> [PROBLEMS TO SOLVE]:
1/ Reproduce the passage of the SQL performance post from "Again - each" up to and including "query performs slowly.".
2/ Render this sentence from the SQL performance post in Spanish: "When you use EXISTS, SQL Server knows you are doing an existence check."

> [GIVEN TEXT]:
· · · · ·

Comments Comments (0) | Print Print | Email Send | 549 Views | 3% / 0% Popularity


Posted At : Jan 05, 2010 15:12 PM | Posted By : Ed Tabara
Related Categories: SQL

  1. Move your TSQL codes from application into the DB Server
    While i don't think ALL your sql codes should be moved to the DB Server (i think no reason simple scripts to be moved), i do believe that anything that may create performance issues or have to operate with more or less big amount of data should be on the DB Server. Different products are good for different things and as so should do the work they were created for. This is one of the reasons personaly i didn't get TOO excited about ColdFusion + ORM. At least not yet. Maybe this will change over time, but for right now i don't feel too comfortable about all this ORM thing. I believe if/when you will have to optimize the data access performance you wil find yourself in the need to use more Stored Procedures/Views/Functions/Triggers.
    While moving your TSQL codes to the DB Server most probably will not result in an immediate performance boost as in the case of indexes discussed in the previous post, it still will have a lot of benefits in long-run plus it will enable you to perform other optimization steps and apply other techniques easily to further optimize your data access routines. I don't say that you can't optimize while using ORM, i am sure you can, but i don't think anyone can not agree that while having your data access routines using TSQL objects in your database, you have the maximum opportunity to optimize the database.
    Again - each product (ColdFusion, MS SQL, etc) should do the work he is best match for.


  2. Identify inefficient TSQLs, re-factor and apply best practices
    It doesn't matter how good indexes you created, if you have poorly written data retrival/access logic, sooner or latter you will get slow performance. Often we don't see the issues right away but only when there is a critical mass in records number, database calls, etc. Here come to help TSQL Best Practices. Many of us know them (or most of them), but the key is to really USE them and not just know. So here are some of them.
    • Don't use SELECT * in SQL Query
      Unnecessary columns not only adds expense to the data retrieval time, but also the Database engine cannot utilize Covered Indexes and so query performs slowly.
    • Avoid unnecessary columns in SELECT list and unnecessary tables in JOIN conditions
      Selecting unnecessary columns in select query adds overhead to the actual query. Including unnecessary tables in the join conditions forces the database engine to retrieve and fetch unnecessary data and so increase the query execution time.
    • Do not use the COUNT() aggregate in a subquery to do an existence check
      When you use COUNT(), SQL Server does not know that you are doing an existence check. It counts all matching values. When you use EXISTS, SQL Server knows you are doing an existence check. When it finds the first matching value, it returns TRUE and stops looking. The same applies to using COUNT() instead of IN or ANY.

· · · · ·

> [DATA]:
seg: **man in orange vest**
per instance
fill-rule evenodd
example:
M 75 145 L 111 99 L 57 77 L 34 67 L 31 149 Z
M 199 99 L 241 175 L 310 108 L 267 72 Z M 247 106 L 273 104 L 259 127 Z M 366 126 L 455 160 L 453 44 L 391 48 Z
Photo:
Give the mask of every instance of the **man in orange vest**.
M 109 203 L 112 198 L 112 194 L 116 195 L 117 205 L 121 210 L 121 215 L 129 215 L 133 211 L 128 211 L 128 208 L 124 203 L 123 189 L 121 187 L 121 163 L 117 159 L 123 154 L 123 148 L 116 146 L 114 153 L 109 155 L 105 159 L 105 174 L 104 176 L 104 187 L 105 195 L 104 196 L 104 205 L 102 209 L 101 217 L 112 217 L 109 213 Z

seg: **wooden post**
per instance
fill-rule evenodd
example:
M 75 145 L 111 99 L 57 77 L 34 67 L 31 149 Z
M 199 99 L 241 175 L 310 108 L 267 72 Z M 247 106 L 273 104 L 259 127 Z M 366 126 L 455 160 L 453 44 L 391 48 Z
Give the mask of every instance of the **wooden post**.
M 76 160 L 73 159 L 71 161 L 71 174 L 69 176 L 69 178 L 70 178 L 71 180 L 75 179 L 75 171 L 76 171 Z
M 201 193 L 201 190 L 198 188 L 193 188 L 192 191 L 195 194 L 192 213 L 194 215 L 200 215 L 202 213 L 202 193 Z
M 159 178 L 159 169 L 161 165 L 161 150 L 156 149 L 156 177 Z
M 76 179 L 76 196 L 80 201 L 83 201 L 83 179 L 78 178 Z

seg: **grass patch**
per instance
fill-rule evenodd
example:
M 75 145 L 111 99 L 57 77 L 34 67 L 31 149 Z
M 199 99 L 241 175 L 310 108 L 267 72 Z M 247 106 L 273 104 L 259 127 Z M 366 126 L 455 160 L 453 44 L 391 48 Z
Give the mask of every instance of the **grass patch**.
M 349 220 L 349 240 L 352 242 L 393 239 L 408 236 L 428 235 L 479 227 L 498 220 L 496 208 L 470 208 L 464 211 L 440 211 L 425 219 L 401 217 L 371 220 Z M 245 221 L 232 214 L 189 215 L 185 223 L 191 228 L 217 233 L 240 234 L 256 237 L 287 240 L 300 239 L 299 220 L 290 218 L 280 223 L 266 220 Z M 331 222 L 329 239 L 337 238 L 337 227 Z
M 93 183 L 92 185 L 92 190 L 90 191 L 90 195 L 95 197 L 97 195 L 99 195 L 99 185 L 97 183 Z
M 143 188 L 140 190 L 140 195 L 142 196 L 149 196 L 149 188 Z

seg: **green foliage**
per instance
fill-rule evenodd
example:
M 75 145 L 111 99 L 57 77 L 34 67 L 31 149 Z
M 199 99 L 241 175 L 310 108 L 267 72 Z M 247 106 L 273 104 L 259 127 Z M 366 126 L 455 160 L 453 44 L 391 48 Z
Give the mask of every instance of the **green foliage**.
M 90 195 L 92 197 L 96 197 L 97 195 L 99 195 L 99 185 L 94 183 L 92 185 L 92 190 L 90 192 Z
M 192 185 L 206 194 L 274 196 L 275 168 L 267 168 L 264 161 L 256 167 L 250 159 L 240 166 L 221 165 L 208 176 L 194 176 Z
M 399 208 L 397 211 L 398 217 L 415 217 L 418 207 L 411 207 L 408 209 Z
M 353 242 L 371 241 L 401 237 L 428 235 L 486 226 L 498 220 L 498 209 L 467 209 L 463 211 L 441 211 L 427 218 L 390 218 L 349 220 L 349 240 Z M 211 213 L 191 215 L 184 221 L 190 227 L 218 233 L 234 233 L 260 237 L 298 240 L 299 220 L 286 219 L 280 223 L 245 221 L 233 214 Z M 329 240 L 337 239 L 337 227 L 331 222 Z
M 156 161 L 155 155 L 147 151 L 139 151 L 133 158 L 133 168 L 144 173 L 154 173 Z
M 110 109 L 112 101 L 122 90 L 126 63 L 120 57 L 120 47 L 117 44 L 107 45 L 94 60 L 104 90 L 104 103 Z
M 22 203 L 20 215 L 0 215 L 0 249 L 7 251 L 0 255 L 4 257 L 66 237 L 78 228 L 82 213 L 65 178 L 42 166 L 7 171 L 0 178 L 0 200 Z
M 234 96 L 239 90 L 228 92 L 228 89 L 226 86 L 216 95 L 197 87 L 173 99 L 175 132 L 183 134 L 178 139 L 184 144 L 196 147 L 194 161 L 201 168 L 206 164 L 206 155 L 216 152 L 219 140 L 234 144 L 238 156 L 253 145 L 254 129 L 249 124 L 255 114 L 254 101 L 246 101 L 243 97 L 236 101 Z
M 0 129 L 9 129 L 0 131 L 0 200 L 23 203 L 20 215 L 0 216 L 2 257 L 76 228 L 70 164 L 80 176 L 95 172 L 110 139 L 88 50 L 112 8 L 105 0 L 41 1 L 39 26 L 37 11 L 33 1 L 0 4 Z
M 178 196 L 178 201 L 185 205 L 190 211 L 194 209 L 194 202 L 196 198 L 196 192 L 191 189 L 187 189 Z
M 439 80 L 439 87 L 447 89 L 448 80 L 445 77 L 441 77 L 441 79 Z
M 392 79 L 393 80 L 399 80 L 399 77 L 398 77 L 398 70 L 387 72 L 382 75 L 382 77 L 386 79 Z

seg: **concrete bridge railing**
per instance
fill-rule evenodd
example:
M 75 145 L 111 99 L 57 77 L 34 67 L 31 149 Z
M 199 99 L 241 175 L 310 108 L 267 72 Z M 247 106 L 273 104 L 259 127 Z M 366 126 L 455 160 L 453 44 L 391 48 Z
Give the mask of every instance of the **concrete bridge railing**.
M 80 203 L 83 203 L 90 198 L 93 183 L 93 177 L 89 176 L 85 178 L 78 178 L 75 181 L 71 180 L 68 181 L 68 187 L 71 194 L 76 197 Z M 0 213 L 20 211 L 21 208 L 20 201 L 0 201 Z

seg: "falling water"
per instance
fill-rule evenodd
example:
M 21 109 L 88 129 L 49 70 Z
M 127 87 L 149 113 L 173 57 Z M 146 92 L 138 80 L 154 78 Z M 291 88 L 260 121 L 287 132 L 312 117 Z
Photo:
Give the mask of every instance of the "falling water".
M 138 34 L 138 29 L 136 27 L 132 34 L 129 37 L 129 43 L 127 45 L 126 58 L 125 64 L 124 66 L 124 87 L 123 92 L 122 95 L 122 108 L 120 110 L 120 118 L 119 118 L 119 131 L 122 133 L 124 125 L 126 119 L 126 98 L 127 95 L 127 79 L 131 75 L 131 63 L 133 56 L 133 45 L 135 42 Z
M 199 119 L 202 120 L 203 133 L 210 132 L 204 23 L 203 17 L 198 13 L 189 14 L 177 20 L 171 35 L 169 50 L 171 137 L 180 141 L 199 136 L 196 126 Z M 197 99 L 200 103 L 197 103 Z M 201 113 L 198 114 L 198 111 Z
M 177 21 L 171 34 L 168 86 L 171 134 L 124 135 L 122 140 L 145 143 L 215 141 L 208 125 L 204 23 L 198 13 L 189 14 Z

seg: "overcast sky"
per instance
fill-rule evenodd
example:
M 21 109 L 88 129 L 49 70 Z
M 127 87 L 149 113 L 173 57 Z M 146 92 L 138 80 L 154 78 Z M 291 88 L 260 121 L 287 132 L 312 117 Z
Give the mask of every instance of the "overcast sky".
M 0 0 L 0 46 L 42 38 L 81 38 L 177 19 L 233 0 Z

· · · · ·

> [SOLUTIONS PER TASK]:
1/
Again - each product (ColdFusion, MS SQL, etc) should do the work he is best match for.


  2. Identify inefficient TSQLs, re-factor and apply best practices
    It doesn't matter how good indexes you created, if you have poorly written data retrival/access logic, sooner or latter you will get slow performance. Often we don't see the issues right away but only when there is a critical mass in records number, database calls, etc. Here come to help TSQL Best Practices. Many of us know them (or most of them), but the key is to really USE them and not just know. So here are some of them.
    • Don't use SELECT * in SQL Query
      Unnecessary columns not only adds expense to the data retrieval time, but also the Database engine cannot utilize Covered Indexes and so query performs slowly.

2/ Cuando usas EXISTS, SQL Server sabe que estás haciendo una comprobación de existencia.